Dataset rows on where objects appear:

+ + + + + + +

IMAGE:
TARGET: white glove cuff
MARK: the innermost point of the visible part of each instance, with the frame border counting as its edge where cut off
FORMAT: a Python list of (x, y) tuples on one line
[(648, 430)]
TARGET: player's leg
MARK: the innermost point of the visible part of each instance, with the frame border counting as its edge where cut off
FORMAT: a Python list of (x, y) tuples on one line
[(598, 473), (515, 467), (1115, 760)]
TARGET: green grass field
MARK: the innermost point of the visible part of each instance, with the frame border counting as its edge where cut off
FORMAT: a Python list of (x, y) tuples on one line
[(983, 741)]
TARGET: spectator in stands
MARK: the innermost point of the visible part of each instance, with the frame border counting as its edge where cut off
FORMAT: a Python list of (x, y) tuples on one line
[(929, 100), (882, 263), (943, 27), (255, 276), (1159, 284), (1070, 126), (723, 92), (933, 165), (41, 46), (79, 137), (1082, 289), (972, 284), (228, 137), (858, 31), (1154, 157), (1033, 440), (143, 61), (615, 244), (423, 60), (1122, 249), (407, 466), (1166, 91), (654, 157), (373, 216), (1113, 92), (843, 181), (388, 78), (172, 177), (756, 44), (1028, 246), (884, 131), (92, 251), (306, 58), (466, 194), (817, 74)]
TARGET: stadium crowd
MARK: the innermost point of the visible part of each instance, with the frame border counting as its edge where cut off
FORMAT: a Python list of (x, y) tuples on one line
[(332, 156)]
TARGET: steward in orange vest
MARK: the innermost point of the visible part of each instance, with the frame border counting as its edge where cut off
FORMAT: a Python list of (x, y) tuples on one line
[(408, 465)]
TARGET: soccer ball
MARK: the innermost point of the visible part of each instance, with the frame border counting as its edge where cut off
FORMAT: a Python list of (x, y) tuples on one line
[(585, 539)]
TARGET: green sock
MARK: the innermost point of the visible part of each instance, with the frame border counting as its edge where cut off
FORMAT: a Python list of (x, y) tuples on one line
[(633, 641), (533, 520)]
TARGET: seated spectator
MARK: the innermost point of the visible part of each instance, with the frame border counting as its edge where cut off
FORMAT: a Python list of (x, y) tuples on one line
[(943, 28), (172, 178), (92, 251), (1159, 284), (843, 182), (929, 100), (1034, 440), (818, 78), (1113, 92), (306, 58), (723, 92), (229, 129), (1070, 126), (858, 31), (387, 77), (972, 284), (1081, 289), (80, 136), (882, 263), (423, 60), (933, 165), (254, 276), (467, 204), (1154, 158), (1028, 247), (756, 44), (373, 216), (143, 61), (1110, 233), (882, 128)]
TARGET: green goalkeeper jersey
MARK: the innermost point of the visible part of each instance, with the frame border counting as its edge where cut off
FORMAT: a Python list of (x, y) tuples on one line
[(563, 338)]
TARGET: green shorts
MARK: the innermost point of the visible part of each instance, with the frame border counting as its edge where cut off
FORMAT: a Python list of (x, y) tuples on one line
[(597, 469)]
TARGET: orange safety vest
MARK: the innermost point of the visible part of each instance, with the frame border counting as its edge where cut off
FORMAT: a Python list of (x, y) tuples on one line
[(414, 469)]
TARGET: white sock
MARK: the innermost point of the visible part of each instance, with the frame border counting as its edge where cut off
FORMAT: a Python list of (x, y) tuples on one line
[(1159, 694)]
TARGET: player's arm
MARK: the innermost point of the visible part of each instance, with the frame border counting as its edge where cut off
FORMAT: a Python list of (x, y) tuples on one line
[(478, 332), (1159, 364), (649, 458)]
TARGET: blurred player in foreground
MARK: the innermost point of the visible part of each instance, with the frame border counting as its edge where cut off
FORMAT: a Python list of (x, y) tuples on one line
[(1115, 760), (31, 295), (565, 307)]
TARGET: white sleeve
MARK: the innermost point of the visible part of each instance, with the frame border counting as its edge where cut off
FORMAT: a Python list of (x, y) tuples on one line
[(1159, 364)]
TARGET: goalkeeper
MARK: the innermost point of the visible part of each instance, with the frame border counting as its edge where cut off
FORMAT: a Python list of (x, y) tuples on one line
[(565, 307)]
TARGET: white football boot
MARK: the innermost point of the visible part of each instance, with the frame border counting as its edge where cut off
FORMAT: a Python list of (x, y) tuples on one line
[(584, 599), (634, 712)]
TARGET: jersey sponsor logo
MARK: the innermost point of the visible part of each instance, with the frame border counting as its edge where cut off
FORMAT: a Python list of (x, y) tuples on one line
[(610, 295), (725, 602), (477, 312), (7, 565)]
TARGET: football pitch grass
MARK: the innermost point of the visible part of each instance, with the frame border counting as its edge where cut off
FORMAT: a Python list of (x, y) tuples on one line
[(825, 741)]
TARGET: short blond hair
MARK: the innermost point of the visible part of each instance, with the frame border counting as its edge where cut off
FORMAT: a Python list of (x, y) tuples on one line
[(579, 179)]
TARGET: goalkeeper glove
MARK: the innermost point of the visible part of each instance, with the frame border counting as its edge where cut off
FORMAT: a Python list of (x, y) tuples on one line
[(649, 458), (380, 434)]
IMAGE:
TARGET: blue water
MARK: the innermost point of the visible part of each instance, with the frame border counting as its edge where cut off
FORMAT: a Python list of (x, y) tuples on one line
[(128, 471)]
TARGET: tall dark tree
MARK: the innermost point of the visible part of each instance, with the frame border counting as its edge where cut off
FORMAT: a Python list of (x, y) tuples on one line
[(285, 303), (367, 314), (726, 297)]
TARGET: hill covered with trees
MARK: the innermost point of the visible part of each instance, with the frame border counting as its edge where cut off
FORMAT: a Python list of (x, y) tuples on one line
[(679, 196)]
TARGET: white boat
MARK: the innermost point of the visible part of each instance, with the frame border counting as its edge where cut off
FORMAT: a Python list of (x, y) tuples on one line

+ + + + + + +

» **WORK REQUIRED**
Retype all the records, matching them exactly.

» **TASK ANSWER**
IMAGE:
TARGET: white glove cuff
MARK: the innermost point of the visible part of each instance, with the frame border counting as its edge where cut off
FORMAT: a Python list of (x, y) tuples on one line
[(648, 430)]
TARGET: player's leg
MARK: the innermost point of the visible part of each instance, with the frame border counting as its edge where cut off
FORMAT: a Python list of (x, y) tuples on one line
[(598, 473), (515, 467), (1115, 760)]
TARGET: green grass field
MARK: the innermost point of the visible part of each instance, with the frame border counting as its edge where cut off
FORMAT: a Python list of (x, y) tuples on one line
[(983, 741)]
TARGET: spectator in stands
MARK: the innermost point of the visible part of each instance, with the frame border counting as its edge where cut off
FORMAT: a Python list of (x, y) tuples on one line
[(929, 100), (882, 263), (943, 27), (255, 276), (1159, 284), (1070, 126), (723, 92), (933, 165), (41, 46), (79, 137), (1082, 289), (972, 284), (228, 137), (858, 31), (1154, 157), (1033, 440), (143, 61), (615, 244), (423, 60), (1122, 249), (407, 466), (1166, 91), (654, 157), (373, 216), (1113, 92), (843, 181), (388, 78), (172, 177), (756, 44), (1028, 246), (884, 131), (92, 251), (306, 58), (466, 194), (817, 74)]
TARGET: stadium crowd
MARK: the innermost point of the visible part of each instance, with the frame border counting as its edge where cut off
FORMAT: a Python list of (x, y) tuples on one line
[(332, 156)]
TARGET: steward in orange vest
MARK: the innermost point of the visible part of each instance, with the frame border counting as its edge where cut off
FORMAT: a Python list of (x, y) tuples on one line
[(408, 465)]
TARGET: soccer ball
MARK: the innermost point of the visible part of each instance, with the frame border counting as its edge where cut off
FORMAT: a Python list of (x, y) tuples on one line
[(585, 539)]
TARGET: green sock
MARK: the innermost point of the visible part of each instance, with the frame border counting as its edge where cut off
FORMAT: a Python list of (x, y) tuples on one line
[(633, 641), (533, 520)]
TARGET: seated spectator
MARK: the innermost point of the visible part of each instance, with the frame border counting as its edge where cut off
FORMAT: a Python list of (x, y) tuples on one line
[(943, 28), (172, 178), (92, 251), (1159, 284), (843, 182), (929, 100), (1034, 440), (818, 78), (1113, 92), (306, 58), (723, 92), (229, 129), (1070, 126), (858, 31), (387, 77), (972, 284), (1081, 289), (80, 136), (882, 263), (423, 60), (933, 165), (254, 276), (467, 204), (1154, 158), (1028, 247), (756, 44), (373, 216), (143, 61), (1110, 233), (882, 128)]
TARGET: green goalkeeper jersey
MARK: the innermost point of the visible part of each instance, with the frame border counting as its edge where cut off
FORMAT: a Python list of (x, y) tuples on one line
[(563, 338)]
TARGET: green shorts
MARK: the innermost point of the visible part of each instance, with the frame border counting as its edge where cut off
FORMAT: a Python list of (x, y) tuples on one line
[(597, 469)]
TARGET: orange safety vest
MARK: the innermost point of the visible part of each instance, with the frame border counting as its edge where cut off
FORMAT: a Python list of (x, y) tuples on one line
[(414, 469)]
TARGET: white sock
MARK: the innermost point of the visible part of each instance, with the frame border counting as its edge where cut off
FORMAT: a Python list of (x, y) tuples on one line
[(1159, 694)]
TARGET: player's arm
MARK: the innermost point of the visible part of each instance, with the frame border counting as its edge where cut off
FORMAT: a Python list of (x, y) tuples on one line
[(478, 332), (1159, 364), (649, 458)]
TARGET: blurred player in foreground
MARK: the innermost point of the visible part of each instance, with the frame border counting as its edge where cut off
FORMAT: a Python list of (x, y) tuples on one line
[(1115, 760), (31, 295), (565, 307)]
TARGET: white sleeve
MARK: the innermost point of the visible part of each instance, with the frame border counting as its edge where cut off
FORMAT: a Python list of (x, y) tuples on one line
[(1159, 364)]
TARGET: goalkeeper
MARK: the innermost point of the visible part of each instance, with the frame border counting as its edge where cut off
FORMAT: a Python list of (x, y) tuples on one line
[(565, 307)]
TARGET: white football boot
MARK: the innermost point of the visible part of each instance, with the frame border counting as its edge where cut off
FORMAT: a Python list of (x, y) tuples on one line
[(584, 599), (634, 712)]
TARGET: jersey sponsor logo
MARK: the innermost point of the visible part of each instance, with the frame border counting as its edge where cut off
FORMAT: a Python list of (x, y) tuples on one line
[(610, 295), (725, 602), (477, 312), (7, 565)]
TARGET: football pitch grass
MARK: the innermost point of the visible part of each instance, with the frame border counting as its edge where cut off
FORMAT: a Python list of (x, y) tuples on one line
[(825, 741)]
TARGET: short blond hair
MARK: the innermost point of the visible part of each instance, with the frame border counting as its edge where cut off
FORMAT: a Python list of (x, y) tuples on one line
[(579, 179)]
TARGET: goalkeeper glove
MARK: the innermost point of the visible part of each instance, with the frame border counting as its edge where cut off
FORMAT: a Python list of (x, y) tuples on one line
[(649, 458), (380, 434)]
IMAGE:
TARGET: blue water
MARK: the innermost point of the visible part of each instance, with the frame border counting as its edge where cut off
FORMAT: a Python list of (x, y) tuples on one line
[(128, 471)]
TARGET: tall dark tree
MARK: the innermost point of the visible part of each instance, with the frame border counting as its edge where cut off
FORMAT: a Python list of (x, y) tuples on one line
[(285, 303), (367, 314), (726, 297)]
TARGET: hill covered with trees
MARK: the innermost point of the visible part of each instance, with the frame border counting as its edge where cut off
FORMAT: a Python list of (x, y) tuples on one line
[(679, 196)]
TARGET: white boat
MARK: the innermost point of the visible part of each instance, with the frame border counting as its edge where cut off
FORMAT: a Python list of (x, y) tuples on one line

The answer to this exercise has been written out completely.